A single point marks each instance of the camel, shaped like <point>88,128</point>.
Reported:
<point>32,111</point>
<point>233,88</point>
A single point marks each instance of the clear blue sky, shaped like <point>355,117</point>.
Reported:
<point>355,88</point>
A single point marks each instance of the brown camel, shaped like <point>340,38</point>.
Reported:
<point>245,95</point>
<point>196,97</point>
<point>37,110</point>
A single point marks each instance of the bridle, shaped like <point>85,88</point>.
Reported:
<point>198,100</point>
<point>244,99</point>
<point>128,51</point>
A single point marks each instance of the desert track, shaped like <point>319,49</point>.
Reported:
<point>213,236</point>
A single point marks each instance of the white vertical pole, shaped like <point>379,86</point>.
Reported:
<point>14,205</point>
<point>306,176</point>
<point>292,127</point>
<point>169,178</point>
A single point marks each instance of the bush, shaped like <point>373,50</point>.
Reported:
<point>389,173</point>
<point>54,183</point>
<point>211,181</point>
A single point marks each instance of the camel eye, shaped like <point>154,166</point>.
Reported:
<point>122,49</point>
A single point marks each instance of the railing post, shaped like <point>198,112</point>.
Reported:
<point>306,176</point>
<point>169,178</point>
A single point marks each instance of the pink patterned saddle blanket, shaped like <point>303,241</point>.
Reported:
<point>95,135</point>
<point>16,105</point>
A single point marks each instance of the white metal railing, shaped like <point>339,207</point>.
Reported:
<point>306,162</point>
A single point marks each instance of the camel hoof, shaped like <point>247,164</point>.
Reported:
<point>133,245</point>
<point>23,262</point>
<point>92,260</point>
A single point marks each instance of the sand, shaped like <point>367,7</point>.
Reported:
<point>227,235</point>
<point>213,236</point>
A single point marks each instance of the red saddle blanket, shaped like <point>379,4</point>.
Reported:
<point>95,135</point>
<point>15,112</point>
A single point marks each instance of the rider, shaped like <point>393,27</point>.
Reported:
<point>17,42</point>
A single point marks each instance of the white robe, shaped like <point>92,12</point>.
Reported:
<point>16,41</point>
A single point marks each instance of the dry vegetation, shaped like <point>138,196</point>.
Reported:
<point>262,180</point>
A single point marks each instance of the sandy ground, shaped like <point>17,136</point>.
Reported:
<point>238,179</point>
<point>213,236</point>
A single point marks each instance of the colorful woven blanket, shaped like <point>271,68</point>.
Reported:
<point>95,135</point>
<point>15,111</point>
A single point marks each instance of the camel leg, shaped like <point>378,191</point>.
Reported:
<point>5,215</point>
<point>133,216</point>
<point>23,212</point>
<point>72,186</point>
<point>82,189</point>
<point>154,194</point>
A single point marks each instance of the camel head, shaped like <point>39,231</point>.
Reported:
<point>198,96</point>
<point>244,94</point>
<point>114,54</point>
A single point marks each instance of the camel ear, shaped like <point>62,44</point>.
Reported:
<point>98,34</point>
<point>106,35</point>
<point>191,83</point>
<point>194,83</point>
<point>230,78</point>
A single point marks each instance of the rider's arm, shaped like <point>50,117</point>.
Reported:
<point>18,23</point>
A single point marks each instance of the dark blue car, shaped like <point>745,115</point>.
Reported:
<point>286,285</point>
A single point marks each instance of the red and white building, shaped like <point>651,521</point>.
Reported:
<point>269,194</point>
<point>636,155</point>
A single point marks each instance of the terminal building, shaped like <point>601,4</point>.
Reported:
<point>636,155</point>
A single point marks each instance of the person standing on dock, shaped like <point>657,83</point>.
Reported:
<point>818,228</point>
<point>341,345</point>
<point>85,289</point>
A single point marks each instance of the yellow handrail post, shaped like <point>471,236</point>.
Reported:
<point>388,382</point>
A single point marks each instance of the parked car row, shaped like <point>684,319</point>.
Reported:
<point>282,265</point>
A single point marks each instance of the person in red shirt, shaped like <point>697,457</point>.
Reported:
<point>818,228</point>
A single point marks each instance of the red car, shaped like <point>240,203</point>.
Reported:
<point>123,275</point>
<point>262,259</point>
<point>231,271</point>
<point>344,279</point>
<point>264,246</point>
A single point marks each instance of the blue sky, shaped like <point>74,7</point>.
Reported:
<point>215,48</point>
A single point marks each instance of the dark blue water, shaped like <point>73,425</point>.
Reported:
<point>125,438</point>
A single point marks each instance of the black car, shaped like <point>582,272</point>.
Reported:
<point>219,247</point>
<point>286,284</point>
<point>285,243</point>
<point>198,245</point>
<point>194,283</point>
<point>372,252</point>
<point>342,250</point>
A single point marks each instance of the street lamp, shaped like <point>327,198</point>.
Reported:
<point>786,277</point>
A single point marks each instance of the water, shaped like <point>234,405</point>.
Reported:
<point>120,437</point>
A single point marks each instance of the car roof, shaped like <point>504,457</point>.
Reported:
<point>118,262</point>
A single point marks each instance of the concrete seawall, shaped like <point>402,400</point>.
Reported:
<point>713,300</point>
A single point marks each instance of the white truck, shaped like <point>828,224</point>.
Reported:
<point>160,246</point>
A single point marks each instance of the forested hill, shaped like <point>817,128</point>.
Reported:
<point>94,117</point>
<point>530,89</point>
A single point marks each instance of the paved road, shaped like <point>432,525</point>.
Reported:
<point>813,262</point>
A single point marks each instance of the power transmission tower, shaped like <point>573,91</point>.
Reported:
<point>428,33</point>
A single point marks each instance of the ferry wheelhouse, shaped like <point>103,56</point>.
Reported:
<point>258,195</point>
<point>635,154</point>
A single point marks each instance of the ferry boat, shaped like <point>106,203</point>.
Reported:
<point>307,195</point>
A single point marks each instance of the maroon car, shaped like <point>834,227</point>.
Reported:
● ● ●
* EXERCISE INSTRUCTIONS
Quote the material above word for word, from its first line through the line containing "<point>355,88</point>", including both.

* COMPLETE ANSWER
A single point marks each instance of the camel, shaped like <point>88,128</point>.
Reported:
<point>32,111</point>
<point>233,88</point>
A single point marks each instance of the clear blue sky, shaped like <point>355,117</point>.
Reported:
<point>355,88</point>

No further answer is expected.